§ Selection:
The major device number was, in traditional UNIX architecture, a numeric key that related a device special file to the device driver that managed it. When special file was opened, IRIX selected the driver to handle the device based on the major device number. In the newer /hw filesystem, a different means is used. The major number is no longer relevant.

The major number in all device special files in /hw is always 0. The device special files in /hw are created dynamically, by the device drivers, as the devices are attached. The identity of the device driver is stored in the device special files at this time, but not as a number. When a process opens a device special file in /hw (or a name in /dev that is a symbolic link to /hw), the kernel can tell directly which driver to call.

Minor Device Number

In conventional UNIX, and in versions of IRIX previous to IRIX 6.4, a minor device number was encoded in the device special file and was passed to the device driver. The major and minor numbers were passed together in an integer called a dev_t. The driver could extract the minor device number by passing the dev_t value to the geteminor() function.

Historical Use of Minor Number

Prior to IRIX 6.4, the minor device number served as an argument to help the device driver distinguish one device from another. Many devices can have the same major number and be serviced by the same driver. Using the minor number, the driver could distinguish the particular device being serviced.

§ Stored data:
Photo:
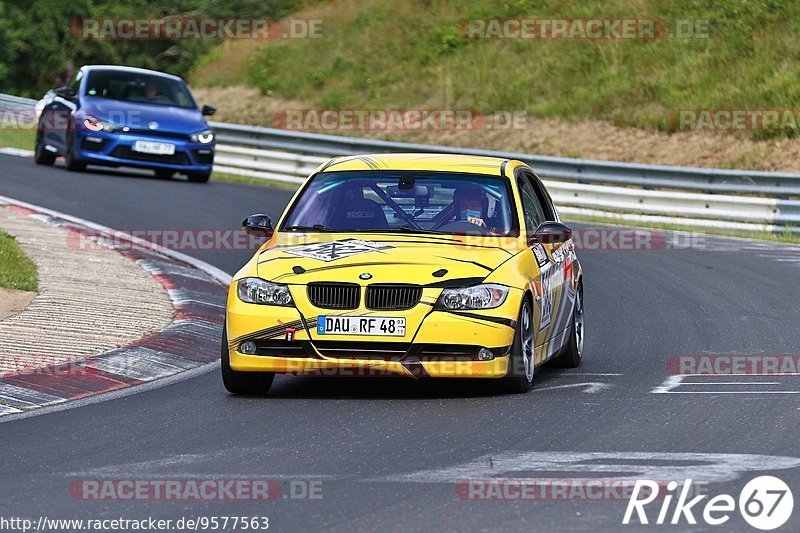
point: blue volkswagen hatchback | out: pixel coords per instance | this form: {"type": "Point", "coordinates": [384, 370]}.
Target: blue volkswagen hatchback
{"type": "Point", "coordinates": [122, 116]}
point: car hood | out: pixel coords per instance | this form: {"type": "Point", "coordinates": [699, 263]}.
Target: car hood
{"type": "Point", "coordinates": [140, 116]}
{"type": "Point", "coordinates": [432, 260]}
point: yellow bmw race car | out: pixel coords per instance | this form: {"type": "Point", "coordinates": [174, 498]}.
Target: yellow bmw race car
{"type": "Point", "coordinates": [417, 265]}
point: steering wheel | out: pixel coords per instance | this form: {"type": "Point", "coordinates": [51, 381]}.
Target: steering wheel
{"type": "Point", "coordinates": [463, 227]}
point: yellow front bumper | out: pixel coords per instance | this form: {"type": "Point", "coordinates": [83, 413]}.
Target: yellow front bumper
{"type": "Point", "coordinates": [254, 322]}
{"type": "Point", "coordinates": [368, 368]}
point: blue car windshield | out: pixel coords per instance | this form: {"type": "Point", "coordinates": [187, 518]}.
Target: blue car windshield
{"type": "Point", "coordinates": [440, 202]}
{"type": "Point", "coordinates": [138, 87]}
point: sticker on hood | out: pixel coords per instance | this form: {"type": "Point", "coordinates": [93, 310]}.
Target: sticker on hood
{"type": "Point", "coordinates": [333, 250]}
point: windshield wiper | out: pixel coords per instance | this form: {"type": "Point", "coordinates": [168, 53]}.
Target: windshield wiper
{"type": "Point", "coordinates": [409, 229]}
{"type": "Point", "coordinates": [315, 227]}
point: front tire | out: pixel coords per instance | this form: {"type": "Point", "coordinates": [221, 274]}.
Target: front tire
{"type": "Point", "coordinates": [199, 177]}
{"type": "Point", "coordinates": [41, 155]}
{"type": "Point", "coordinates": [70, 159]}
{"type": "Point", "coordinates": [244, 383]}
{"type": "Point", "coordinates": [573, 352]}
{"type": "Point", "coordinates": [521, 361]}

--

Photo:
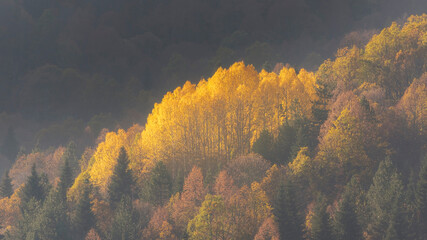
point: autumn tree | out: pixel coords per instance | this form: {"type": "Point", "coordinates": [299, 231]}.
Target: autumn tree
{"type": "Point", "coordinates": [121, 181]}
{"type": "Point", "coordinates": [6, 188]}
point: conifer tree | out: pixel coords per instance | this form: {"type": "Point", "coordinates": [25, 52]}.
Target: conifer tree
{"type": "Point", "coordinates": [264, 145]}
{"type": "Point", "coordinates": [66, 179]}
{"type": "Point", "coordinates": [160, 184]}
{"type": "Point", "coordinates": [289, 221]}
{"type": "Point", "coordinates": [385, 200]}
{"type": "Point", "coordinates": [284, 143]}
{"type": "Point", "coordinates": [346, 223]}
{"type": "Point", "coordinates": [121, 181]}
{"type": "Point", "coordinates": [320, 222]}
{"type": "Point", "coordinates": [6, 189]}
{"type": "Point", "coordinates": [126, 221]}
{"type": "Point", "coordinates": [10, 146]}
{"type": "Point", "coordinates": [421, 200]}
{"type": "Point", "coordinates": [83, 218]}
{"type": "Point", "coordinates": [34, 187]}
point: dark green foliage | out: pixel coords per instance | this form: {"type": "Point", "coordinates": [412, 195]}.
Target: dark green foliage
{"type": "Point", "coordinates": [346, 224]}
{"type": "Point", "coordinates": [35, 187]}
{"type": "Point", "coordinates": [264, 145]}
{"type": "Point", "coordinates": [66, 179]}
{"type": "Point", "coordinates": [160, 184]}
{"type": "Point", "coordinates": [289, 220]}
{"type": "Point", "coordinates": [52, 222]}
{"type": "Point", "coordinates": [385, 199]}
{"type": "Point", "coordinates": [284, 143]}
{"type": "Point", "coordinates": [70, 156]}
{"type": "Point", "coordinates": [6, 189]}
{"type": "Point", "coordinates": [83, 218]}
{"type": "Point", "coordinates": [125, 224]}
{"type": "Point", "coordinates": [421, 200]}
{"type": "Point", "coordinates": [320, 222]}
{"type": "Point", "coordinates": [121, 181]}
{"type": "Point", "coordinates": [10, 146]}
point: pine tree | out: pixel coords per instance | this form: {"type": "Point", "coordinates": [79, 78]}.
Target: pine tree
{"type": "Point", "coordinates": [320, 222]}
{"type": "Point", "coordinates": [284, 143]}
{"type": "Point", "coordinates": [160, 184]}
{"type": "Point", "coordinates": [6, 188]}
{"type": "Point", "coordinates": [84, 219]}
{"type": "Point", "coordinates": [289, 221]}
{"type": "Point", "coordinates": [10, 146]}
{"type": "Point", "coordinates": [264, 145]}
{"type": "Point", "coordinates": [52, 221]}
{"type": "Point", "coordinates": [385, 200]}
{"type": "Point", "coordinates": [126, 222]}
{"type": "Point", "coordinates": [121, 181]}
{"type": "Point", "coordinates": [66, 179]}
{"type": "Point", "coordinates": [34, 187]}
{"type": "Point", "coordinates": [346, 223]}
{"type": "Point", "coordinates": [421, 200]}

...

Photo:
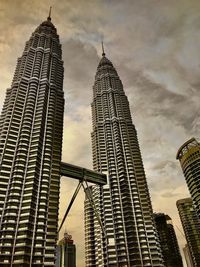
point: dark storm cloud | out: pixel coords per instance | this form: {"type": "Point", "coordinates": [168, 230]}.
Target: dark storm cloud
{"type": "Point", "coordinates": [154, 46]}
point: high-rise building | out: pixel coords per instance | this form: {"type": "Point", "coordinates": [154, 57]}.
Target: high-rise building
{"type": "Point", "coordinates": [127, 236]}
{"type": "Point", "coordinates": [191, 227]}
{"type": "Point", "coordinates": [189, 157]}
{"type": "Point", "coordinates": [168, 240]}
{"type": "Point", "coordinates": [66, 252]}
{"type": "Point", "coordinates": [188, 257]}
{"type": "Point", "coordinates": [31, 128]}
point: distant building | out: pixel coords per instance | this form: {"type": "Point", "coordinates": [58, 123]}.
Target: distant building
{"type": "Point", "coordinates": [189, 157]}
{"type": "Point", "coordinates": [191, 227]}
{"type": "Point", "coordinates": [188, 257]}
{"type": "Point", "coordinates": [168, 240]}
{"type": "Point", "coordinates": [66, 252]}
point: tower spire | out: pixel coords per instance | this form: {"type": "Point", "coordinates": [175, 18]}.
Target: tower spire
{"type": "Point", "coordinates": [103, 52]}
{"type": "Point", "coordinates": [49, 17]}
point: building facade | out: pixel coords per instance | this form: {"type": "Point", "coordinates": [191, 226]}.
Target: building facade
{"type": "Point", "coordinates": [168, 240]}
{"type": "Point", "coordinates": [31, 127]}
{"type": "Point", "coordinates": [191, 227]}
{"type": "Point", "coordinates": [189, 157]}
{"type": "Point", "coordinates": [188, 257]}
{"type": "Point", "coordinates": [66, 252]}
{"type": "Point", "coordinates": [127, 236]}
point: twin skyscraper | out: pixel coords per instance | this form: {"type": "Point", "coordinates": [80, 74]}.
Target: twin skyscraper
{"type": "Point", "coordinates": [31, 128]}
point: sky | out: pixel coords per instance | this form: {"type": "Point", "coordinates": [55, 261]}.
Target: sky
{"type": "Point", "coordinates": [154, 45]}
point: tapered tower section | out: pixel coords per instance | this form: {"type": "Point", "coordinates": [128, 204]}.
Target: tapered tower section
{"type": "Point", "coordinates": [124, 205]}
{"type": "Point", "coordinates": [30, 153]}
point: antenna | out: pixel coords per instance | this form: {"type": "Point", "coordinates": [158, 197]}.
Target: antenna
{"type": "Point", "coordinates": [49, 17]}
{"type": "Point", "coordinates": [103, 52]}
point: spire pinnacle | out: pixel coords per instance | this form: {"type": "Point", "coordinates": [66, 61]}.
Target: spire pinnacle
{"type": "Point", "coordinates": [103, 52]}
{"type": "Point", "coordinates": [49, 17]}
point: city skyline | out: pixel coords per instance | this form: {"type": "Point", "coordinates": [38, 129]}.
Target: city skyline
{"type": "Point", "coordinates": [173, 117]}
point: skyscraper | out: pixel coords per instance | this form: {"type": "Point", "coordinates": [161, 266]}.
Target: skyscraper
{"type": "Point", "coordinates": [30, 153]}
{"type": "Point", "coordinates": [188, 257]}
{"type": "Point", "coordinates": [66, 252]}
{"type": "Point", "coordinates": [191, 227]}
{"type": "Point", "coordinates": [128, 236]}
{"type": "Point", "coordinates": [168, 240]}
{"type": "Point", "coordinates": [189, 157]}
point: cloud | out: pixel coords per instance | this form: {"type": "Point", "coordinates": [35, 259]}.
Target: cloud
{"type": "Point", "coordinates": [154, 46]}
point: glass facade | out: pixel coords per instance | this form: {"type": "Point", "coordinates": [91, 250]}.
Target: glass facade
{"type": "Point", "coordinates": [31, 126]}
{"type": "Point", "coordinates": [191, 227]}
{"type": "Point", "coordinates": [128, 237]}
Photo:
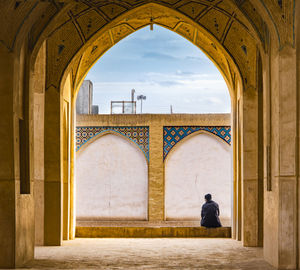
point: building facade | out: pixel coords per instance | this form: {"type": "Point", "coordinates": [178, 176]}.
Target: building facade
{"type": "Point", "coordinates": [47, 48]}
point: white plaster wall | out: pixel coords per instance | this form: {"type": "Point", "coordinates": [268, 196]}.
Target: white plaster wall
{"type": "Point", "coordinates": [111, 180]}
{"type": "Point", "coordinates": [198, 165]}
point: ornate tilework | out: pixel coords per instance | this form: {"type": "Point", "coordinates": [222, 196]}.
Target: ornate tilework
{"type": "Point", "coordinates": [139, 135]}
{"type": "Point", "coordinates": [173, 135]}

§ Requirement 1: Translate this sentence from the passage on IRIX device numbers into Spanish: "The major number in all device special files in /hw is always 0."
§ Requirement 2: According to the passage on IRIX device numbers, what was the name of the integer in which the major and minor numbers were passed together?
§ Requirement 3: Continue the passage on IRIX device numbers from its last sentence.

§ Exercise response 1: El número mayor en todos los archivos especiales de dispositivo en /hw es siempre 0.

§ Exercise response 2: A dev_t.

§ Exercise response 3:
Some device drivers treated the minor device number as a logical unit number, while other drivers used it to contain multiple, encoded bit fields. For example:

  • The IRIX tape device driver used the minor device number to encode the options for rewind or no-rewind, byte-swap or nonswap, and fixed or variable blocking, along with the logical unit number.

  • The IRIX disk device drivers encoded the disk partition number into the minor device number along with a disk unit number.

  • Both disk and tape devices encoded the SCSI adapter number in the minor number.

With STREAMS drivers, the minor device number can be chosen arbitrarily during a CLONE open—see “Support for CLONE Drivers” in Chapter 22.

Present Use of Minor Numbers

Beginning with IRIX 6.4, the minor device number has little importance because the driver has a direct way to distinguish each device and its special needs, through the hardware graph (see “Hardware Graph”.)

The minor number in device special files in /hw is an arbitrary integer with no relation to the device itself. The device special files in /hw are created dynamically, by the device drivers, as the devices are attached. The device driver stores any information it needs to distinguish one device from another, directly in the device special file itself. When a process opens a device special file in /hw (or a name in /dev that is a symbolic link to /hw), the driver can retrieve the information directly, without needing to decode the minor number.

Creating Conventional Device Names

Starting with IRIX 6.4, there is a complete filesystem, /hw, that is devoted to device special files. However, the use of /hw is both new and unique to IRIX. For the sake of compatibility, the conventional device special files in the /dev filesystem that are used in UNIX systems generally and in previous release of IRIX are retained. This topic describes these conventional names. See also “/hw Filesystem”.

Many device special files are created automatically at boot time by execution of the script /dev/MAKEDEV. Additional device special files can be created with administrator commands.

IRIX Conventional Device Names

Conventions for the format of device special filenames are spelled out in the following reference pages: intro(7) , dks(7) , dsreq(7) , and tps(7) . For example, the components of a disk device name in /dev/dsk include

dks c 

Constant prefix “dks” followed by bus adapter number c.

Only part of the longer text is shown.